» TASK DESCRIPTION
Rewrite everything from the line containing "task | point to each instance of the mountain" down through the line containing "[(100, 65), (269, 56)]", copying the task and format lines unchanged. Scale each coordinate in the answer list by 2.3, rounding to whole numbers with halves rounded up.

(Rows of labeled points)
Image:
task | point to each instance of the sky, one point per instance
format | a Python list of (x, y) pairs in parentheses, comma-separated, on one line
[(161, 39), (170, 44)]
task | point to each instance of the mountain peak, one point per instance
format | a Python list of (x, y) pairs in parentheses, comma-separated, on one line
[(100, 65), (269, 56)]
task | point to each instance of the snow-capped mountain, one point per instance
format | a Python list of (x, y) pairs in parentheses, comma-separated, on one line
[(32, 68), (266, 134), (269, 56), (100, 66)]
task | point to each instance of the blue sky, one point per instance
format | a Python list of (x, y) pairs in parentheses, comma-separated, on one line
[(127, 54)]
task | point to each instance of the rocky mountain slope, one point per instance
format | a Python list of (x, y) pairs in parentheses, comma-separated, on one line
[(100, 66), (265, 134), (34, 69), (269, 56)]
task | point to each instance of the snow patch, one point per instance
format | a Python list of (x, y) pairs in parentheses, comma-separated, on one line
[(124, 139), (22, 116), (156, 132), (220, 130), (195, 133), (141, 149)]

» TASK SOLUTION
task | point to each instance of the mountain peak, one point per instance
format | a Python list of (x, y) pairs in parentheses, comma-separated, on one line
[(230, 150), (619, 129)]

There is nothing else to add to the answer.